BEGIN GIVEN TEXT

Since unemployment was rendered unviable through various acts of legislation, the Soviet worker, in contrast to a worker in a capitalist society, was more secure economically. In return for working, a Soviet worker would get an individual return in the form of a money wage; however, during the period under the New Economic Policy (1920s), hyperinflation rendered money effectively useless, and wages sometimes occurred through bartering . Money wage in Soviet parlance was not the same as in Capitalist countries. The money wage was set at the top of the administrative system, and it was the same administrative system which also set bonuses. Wages were 80 percent of the average Soviet worker's income, with the remaining 20 percent coming in the form of bonuses. The Soviet wage system tried systematically to make wages more equal; for instance, the relationship between wages was termed "ITRs", a measure of comparing wages across occupations. For engineers and other technical workers ITR was 1.68 in 1955, but had decreased to 1.21 in 1977. Social wages were also an important part of the general standard of living for an average household; it stood at 23.4 percent of income for the average Soviet worker and their family, and at 19.1 percent for the family income of collective farmers. In the period between 1971 and 1981, the social wage grew faster than the money wage; the money wage grew by 45 percent for workers and employees and 72 for workers at collective farms. In contrast, per capita income from social wages increased by 81 percent. Social wage took many forms; it could be improved health, education, transport or food subsidies, which was the responsibility of the state, or the improvement (or introduction) of sanitation and working facilities.

END GIVEN TEXT
BEGIN MATERIAL SHOWN

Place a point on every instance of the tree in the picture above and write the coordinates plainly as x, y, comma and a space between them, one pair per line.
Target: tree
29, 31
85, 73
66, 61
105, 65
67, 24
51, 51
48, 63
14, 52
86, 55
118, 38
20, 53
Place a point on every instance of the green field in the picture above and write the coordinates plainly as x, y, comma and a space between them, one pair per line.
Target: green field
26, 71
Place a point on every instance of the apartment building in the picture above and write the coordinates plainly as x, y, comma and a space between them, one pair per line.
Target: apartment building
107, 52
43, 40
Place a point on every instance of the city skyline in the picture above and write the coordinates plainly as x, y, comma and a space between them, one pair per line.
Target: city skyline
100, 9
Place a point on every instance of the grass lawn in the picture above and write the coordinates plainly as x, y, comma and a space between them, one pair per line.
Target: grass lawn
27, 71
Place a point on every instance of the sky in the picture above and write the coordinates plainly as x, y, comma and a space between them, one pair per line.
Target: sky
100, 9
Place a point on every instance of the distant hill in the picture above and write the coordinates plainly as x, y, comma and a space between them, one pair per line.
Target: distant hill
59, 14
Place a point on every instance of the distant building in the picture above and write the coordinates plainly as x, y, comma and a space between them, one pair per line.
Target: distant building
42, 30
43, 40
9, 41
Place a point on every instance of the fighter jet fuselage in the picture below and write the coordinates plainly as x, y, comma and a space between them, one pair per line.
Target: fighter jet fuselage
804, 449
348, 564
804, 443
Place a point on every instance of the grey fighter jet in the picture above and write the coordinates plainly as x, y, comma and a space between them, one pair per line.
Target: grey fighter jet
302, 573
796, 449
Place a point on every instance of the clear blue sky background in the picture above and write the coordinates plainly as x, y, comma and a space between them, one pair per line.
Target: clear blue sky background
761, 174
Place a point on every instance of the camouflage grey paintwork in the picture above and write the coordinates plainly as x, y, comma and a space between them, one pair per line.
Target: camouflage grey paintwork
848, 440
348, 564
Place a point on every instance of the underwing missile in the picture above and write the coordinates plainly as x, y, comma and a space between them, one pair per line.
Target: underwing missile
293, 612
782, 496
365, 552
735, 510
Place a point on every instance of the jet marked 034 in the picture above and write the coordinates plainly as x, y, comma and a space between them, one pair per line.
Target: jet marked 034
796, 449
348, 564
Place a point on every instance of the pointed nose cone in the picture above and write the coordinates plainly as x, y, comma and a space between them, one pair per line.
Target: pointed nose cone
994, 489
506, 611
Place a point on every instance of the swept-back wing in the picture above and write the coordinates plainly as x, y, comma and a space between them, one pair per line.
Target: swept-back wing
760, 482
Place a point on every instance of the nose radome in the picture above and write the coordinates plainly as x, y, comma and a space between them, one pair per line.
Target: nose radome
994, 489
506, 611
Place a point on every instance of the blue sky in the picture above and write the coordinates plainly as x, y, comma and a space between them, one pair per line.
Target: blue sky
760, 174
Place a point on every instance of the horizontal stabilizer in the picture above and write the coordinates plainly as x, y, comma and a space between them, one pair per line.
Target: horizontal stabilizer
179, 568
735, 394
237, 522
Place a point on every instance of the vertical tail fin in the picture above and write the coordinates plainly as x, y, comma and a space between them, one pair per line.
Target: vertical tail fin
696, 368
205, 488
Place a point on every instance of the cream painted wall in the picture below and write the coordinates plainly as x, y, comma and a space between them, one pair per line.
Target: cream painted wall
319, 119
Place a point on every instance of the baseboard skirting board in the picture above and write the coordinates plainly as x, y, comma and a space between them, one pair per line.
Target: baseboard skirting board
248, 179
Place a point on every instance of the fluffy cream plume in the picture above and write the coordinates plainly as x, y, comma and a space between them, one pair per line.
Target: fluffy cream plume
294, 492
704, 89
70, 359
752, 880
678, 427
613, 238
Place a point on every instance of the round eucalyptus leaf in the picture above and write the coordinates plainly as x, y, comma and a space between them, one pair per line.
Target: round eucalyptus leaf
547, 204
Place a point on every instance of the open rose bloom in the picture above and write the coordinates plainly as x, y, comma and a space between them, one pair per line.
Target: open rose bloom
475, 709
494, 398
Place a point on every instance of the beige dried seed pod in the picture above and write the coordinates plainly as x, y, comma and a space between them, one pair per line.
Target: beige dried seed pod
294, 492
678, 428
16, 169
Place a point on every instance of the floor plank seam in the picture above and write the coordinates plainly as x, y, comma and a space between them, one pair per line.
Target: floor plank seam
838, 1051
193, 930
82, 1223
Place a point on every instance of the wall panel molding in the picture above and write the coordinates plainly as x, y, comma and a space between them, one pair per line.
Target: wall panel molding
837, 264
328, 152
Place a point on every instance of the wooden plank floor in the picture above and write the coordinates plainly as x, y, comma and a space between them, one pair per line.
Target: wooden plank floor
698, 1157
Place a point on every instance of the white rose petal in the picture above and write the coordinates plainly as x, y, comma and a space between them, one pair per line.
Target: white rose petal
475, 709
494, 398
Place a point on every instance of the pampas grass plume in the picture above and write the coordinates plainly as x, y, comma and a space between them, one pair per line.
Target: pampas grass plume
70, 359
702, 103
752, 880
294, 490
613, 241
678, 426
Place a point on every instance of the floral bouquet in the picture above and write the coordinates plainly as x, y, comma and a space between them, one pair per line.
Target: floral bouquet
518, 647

END MATERIAL SHOWN

# [USING THE INFORMATION]
1 > Can you summarize the text on Soviet wages in two sentences?
2 > How would you continue the text on Soviet wages, picking up right after its final sentence?

# [WRITTEN RESPONSES]
1 > Because legislation made unemployment unviable, Soviet workers were more economically secure than workers under capitalism, earning a money wage and bonuses that were both set at the top of the administrative system, while the wage system systematically tried to make pay more equal. Social wages, such as improved health, education, transport, food subsidies, and sanitation and working facilities, were also an important part of household living standards, and between 1971 and 1981 they grew faster than the money wage.

2 >
===Social benefits===
The access to use values by the common Soviet worker was not determined by money wages, but rather by a position in the official hierarchy, access to privilege or the privileged, access to foreign currency, where a person lived, influence and access to the black market. In contrast to capitalist societies, money was not the cornerstone of life – a Soviet person would not come into contact with more use-values by the amount of money he or she had.